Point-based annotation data
┌──
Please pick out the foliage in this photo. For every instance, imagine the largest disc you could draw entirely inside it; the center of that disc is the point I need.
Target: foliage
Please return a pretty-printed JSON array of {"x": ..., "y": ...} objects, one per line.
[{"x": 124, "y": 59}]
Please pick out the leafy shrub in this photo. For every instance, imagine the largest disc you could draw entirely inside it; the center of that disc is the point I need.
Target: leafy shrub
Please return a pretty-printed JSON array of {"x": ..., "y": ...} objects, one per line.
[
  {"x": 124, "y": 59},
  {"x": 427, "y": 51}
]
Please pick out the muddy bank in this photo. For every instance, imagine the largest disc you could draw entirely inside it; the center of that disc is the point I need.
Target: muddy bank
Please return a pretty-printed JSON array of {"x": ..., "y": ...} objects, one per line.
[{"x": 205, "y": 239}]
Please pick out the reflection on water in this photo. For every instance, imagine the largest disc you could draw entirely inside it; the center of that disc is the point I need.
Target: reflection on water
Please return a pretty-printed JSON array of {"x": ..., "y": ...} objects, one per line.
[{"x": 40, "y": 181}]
└──
→ PROBLEM STATEMENT:
Quote the data word for word, starting at the line that contains "Please pick out the leafy" and continuing through the end of the data.

→ FINISHED ANSWER:
Please pick out the leafy shrub in this photo. For every instance, imagine the largest disc you could draw entirely inside it; the center of that disc is the point I need.
Target: leafy shrub
Please return a pretty-printed JSON array of {"x": ..., "y": ...} objects, one per line.
[
  {"x": 124, "y": 59},
  {"x": 427, "y": 51}
]
Please pick out the muddy bank in this photo. For every instance, imagine the largest disc you could draw entirely inside it; the center of that disc is the point I need.
Target: muddy bank
Please return a pretty-printed JSON array of {"x": ..., "y": ...} objects, one per line.
[{"x": 205, "y": 239}]
Please pick out the reflection on water in this photo. For every instance, imagine the largest disc you could draw entirely inside it; the center of that disc is the point I need.
Target: reflection on water
Please return a pretty-printed JSON array of {"x": ..., "y": ...} objects, one per line.
[{"x": 40, "y": 181}]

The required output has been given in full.